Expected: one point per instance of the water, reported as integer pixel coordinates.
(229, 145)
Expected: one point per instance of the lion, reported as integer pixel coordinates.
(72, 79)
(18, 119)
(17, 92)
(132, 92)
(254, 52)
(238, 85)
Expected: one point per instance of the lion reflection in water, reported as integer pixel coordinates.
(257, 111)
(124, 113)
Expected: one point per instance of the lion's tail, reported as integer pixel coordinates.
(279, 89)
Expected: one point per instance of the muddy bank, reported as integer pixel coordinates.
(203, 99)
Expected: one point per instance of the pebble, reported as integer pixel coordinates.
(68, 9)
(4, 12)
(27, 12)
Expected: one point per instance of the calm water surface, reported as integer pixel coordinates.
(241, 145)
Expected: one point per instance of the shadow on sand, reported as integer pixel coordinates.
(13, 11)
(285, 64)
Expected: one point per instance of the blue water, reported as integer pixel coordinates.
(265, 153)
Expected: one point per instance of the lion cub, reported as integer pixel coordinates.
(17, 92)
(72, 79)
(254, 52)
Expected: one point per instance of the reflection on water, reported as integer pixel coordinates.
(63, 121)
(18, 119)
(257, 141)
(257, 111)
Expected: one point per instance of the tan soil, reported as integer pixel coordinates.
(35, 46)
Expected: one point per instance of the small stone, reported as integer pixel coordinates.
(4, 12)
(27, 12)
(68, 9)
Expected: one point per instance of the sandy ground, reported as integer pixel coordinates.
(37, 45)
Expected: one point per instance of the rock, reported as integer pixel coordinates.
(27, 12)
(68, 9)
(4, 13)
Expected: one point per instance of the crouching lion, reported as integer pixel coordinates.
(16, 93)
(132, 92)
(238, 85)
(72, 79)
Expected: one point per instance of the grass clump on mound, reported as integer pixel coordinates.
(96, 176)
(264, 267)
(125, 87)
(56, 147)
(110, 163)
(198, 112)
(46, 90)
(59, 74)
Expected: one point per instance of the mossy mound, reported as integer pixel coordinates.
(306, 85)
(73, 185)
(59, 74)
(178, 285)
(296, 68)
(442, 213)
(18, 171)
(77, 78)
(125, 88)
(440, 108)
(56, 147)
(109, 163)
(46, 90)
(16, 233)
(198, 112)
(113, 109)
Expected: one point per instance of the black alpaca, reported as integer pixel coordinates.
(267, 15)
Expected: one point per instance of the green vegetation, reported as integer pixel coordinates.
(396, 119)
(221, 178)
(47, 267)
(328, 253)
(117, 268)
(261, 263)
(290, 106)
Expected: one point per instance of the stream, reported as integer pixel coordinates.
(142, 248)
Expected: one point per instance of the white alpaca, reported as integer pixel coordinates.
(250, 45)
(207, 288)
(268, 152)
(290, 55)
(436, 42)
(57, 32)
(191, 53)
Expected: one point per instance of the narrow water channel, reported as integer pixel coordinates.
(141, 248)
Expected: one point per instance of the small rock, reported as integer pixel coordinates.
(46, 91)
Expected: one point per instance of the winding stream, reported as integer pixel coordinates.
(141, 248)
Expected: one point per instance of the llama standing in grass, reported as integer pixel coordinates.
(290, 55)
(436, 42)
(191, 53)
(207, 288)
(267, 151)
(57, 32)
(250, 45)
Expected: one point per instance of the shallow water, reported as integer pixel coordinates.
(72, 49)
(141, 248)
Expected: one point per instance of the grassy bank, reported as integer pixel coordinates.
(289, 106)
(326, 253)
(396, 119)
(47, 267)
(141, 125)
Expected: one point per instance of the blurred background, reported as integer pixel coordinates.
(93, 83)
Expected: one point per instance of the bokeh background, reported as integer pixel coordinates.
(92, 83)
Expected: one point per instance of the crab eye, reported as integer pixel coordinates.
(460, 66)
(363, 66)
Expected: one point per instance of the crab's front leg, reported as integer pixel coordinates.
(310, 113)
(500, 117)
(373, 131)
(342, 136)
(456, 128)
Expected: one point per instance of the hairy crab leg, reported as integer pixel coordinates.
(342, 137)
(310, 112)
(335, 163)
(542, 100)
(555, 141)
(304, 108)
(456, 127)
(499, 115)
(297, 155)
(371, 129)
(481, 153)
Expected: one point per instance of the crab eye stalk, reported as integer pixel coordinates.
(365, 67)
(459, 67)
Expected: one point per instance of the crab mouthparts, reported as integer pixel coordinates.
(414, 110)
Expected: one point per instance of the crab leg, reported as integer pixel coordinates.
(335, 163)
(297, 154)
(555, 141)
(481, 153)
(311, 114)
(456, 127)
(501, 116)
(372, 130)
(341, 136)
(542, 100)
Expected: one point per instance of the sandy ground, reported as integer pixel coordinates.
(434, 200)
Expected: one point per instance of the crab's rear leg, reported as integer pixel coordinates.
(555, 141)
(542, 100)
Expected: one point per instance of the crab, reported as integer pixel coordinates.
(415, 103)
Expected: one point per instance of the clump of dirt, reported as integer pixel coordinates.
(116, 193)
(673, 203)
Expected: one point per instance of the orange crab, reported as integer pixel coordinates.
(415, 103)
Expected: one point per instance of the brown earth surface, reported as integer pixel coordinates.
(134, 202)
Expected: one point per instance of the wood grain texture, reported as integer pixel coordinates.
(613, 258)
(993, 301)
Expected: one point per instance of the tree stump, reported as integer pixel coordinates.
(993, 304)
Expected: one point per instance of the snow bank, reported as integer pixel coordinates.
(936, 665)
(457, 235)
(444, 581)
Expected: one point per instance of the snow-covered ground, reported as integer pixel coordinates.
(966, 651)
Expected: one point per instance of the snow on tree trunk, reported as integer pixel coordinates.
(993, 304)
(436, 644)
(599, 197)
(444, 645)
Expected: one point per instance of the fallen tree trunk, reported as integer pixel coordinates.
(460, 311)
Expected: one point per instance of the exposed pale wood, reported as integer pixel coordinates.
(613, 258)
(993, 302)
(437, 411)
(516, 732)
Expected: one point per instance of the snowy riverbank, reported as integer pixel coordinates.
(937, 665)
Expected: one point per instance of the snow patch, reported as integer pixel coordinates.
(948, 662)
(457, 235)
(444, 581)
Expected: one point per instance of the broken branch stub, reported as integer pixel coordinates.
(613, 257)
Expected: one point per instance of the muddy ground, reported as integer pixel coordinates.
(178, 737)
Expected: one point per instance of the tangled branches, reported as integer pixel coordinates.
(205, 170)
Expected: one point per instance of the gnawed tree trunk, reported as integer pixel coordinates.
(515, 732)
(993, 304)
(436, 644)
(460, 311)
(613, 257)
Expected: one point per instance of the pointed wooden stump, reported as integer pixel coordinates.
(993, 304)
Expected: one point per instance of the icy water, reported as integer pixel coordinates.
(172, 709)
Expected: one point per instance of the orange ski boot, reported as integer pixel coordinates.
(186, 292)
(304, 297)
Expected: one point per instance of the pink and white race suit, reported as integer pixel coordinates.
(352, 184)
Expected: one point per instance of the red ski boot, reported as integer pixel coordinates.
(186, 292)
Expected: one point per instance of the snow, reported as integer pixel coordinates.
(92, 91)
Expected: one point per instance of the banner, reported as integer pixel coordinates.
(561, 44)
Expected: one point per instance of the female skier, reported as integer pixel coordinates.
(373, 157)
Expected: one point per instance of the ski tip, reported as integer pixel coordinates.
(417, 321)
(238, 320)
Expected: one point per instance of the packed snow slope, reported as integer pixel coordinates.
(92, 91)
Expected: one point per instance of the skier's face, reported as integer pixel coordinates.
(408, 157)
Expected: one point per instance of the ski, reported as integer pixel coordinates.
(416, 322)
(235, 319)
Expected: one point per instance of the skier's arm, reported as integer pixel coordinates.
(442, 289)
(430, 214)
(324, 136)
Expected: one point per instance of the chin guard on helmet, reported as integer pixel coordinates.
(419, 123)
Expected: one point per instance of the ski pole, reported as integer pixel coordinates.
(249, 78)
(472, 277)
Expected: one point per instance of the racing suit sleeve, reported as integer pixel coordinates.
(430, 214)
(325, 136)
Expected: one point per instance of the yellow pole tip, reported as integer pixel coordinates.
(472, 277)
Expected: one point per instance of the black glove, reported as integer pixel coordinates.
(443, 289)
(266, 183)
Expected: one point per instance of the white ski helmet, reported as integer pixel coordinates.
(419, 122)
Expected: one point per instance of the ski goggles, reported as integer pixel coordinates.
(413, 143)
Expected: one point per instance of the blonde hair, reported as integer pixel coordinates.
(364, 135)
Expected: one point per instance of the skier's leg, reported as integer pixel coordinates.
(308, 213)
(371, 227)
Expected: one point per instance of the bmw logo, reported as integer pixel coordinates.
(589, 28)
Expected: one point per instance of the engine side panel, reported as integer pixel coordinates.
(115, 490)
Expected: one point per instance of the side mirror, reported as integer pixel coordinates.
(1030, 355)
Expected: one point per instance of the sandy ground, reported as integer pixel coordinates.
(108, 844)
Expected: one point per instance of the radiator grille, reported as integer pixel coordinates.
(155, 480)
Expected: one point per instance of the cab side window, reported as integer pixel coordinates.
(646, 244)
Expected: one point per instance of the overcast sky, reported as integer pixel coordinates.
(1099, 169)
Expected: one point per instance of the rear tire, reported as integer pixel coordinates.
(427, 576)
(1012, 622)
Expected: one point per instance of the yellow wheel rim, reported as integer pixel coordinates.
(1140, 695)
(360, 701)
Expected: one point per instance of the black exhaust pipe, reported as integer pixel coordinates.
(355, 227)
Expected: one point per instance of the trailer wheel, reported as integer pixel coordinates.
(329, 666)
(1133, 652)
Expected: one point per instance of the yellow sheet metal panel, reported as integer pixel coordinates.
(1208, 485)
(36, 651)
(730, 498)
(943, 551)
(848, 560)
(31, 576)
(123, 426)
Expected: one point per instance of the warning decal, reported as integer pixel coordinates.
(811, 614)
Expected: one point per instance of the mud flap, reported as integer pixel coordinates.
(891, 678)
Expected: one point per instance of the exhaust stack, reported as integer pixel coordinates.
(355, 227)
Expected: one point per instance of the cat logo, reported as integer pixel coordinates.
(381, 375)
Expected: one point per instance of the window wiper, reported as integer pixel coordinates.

□ □ □ □ □ □ □

What you need to do
Quote the material starting with the line containing "Expected: one point per instance of the yellow wheel" and going on through the line containing "(1133, 652)", both ends included, each line word for word.

Exercise solution
Expected: one point per instance of the yellow wheel rim, reported as integer pixel coordinates.
(1140, 695)
(360, 701)
Expected: one point per instance of the black exhaust pipe, reported as integer pixel coordinates.
(355, 227)
Expected: one point per instance of the trailer wheel, reported as integer pixel coordinates.
(329, 666)
(1133, 652)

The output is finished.